Nicola SCHIAVONE racconta: “Mio padre Francesco Schiavone Sandokan fece la latitanza a casa di Nicola Ferraro. Nel 2005 mobilitai tutto il CLAN per la campagna elettorale di Regionali e Provinciali”

13 Ottobre 2020 - 12:22

Si tratta di una delle ultime dichiarazioni pubbliche del collaboratore di giustizia, effettuata durante il dibattimento conclusosi alla sezione misure di prevenzione del tribunale di Santa Maria Capua Vetere, con la confisca dei beni dell’imprenditore ed ex politico che però ha la possibilità di ricorrere in Appello ed eventualmente anche in Cassazione

 

CASAL DI PRINCIPE(Gianluigi Guarino) Scrivere intorno alle dichiarazioni rilasciate, in diversi momenti e in diversi contesti, dal pentito di camorra più citato negli ultimi anni cioè Nicola Schiavone, figlio del capo dei capi del clan dei casalesi Francesco Schiavone “in arte” Sandokan, non rappresenta un esercizio giornalistico in grado ormai di stimolare forti interessi ed una mobilitazione di lettori. Ciò non vuol dire però che non bisogna essere attenti nel verificare, volta per volta, quello che può emergere ancora dalle dichiarazioni di Nicola Schiavone. Soprattutto quando chi fa il giornalista ha anche un grande rispetto e una grande considerazione per il metodo di chi di professione fa lo storico.

Ad esempio, ultimamente stiamo incrociando la lettura della sentenza con cui la quarta sezione penale presieduta dal giudice Massimo Urbano del tribunale di Santa Maria Capua Vetere, che si occupa delle misure di prevenzione, ha confiscato l’ingente patrimonio nella disponibilità del noto imprenditore ed ex politico Nicola

Ferraro. Il testo integrale delle dichiarazioni rilasciate in questo procedimento durante un interrogatorio in aula al quale presumibilmente Nicola Schiavone ha partecipato in video conferenza, lo pubblichiamo in calce a questo articolo.

Dati forniti:

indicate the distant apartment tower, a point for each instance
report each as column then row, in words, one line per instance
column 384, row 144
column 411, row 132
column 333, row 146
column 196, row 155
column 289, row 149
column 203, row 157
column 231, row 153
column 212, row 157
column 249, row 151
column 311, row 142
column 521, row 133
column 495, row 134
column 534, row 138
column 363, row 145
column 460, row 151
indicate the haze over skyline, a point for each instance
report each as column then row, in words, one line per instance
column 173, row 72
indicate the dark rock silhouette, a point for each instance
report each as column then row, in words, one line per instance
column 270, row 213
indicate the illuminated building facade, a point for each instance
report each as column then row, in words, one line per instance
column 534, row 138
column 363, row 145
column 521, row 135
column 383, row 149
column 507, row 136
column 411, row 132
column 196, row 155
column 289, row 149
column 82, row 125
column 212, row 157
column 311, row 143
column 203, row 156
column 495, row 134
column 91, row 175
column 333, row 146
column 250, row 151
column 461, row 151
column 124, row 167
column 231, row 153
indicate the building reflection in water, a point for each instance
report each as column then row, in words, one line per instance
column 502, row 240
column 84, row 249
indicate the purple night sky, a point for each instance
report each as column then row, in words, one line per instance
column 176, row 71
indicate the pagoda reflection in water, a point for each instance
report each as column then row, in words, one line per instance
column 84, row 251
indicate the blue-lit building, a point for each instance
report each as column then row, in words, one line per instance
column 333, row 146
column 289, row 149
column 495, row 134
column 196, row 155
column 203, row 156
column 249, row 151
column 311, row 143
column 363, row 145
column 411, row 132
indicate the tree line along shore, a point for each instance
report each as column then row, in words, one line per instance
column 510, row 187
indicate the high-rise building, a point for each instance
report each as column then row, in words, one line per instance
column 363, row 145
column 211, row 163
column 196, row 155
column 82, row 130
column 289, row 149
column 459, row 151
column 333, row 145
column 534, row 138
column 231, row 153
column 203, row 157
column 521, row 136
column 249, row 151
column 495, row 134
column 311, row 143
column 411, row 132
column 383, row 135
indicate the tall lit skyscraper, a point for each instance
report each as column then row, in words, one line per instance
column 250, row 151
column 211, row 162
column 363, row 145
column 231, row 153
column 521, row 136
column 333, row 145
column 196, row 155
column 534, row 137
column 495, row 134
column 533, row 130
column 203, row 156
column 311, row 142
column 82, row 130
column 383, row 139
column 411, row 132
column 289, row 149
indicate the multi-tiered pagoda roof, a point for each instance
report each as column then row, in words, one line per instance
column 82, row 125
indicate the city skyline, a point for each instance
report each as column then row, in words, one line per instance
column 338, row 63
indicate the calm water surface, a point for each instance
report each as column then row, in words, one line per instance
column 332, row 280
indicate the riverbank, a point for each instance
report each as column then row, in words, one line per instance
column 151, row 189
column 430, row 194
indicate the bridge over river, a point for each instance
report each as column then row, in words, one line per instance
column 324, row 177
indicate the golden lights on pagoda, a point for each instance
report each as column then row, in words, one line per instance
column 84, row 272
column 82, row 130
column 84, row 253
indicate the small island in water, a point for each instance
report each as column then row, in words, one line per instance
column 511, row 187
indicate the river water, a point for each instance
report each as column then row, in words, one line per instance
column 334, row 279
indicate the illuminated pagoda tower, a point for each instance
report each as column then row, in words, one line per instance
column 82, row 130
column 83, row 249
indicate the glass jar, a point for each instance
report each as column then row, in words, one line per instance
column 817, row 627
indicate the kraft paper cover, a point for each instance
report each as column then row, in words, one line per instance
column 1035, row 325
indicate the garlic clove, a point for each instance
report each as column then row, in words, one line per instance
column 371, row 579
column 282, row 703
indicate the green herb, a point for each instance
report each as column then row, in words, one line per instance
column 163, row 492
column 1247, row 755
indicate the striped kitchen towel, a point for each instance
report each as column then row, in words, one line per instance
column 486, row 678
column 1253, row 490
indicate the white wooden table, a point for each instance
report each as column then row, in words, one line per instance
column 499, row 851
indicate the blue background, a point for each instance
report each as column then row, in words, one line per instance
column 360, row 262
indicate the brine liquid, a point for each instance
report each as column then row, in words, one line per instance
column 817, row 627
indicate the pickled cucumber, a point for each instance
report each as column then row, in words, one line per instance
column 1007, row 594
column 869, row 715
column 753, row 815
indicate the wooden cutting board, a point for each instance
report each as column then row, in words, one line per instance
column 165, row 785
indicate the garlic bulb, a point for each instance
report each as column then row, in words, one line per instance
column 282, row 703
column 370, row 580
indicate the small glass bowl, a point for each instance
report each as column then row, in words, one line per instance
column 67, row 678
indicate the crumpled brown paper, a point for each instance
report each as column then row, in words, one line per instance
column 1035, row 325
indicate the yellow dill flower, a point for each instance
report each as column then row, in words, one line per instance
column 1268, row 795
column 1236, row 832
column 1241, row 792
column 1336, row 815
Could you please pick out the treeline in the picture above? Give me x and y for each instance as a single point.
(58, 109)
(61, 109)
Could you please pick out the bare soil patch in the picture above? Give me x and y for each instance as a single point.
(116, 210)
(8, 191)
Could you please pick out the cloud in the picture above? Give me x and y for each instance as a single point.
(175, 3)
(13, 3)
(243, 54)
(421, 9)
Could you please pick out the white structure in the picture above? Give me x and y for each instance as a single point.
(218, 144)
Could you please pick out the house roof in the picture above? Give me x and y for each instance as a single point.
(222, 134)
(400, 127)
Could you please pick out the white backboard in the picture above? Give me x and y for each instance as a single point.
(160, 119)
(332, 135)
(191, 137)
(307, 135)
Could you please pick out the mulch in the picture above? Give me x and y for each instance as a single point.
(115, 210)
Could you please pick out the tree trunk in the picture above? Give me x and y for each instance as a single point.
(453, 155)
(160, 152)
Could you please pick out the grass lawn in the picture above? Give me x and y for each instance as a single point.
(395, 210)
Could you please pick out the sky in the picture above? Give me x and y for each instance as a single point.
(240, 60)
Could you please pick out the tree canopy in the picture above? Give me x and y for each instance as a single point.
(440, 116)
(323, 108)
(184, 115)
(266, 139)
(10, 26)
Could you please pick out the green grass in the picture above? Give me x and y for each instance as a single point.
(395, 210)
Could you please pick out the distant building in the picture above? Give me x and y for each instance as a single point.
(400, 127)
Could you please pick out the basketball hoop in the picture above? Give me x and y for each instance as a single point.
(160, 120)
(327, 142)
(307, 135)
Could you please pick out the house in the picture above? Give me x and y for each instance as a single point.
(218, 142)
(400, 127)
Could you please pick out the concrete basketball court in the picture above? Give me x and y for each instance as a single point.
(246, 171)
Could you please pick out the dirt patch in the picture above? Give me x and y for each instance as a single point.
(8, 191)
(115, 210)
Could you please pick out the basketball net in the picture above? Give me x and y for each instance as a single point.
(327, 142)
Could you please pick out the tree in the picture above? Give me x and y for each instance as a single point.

Obiettivi:
A) Secondo l'articolo sulle dichiarazioni di Nicola Schiavone, quale tribunale ha confiscato il patrimonio di Nicola Ferraro?
B) Prosegui l'articolo sulle dichiarazioni di Nicola Schiavone a partire dopo l'ultima frase riportata.

Risposte:
A) Il tribunale di Santa Maria Capua Vetere, nella sezione che si occupa delle misure di prevenzione.

B)
Vogliamo solo notare e sottolineare due o tre cose che, a nostro avviso, hanno un certo valore, anche nella delineazione delle caratteristiche peculiari di Nicola Schiavone nella sua veste di collaboratore di giustizia. La sensazione è quella di una persona che probabilmente enfatizza il proprio ruolo di mammasantissima che avrebbe esercitato dal 2004 fino al suo arresto.

Nicola Schiavone ci appare come persona che guarda agli anni 90, cioè agli anni dell’oro e del sangue e della massima potenza espressa dal clan dei casalesi, come uno su cui grava la necessità storica di riproporli per “diritto” e responsabilità dinastica. Ne viene fuori un racconto particolarissimo espresso da una persona che, a differenza di tanti altri pentiti, sembra aver proficuamente occupato il tempo carcerario in molte letture di atti giudiziari.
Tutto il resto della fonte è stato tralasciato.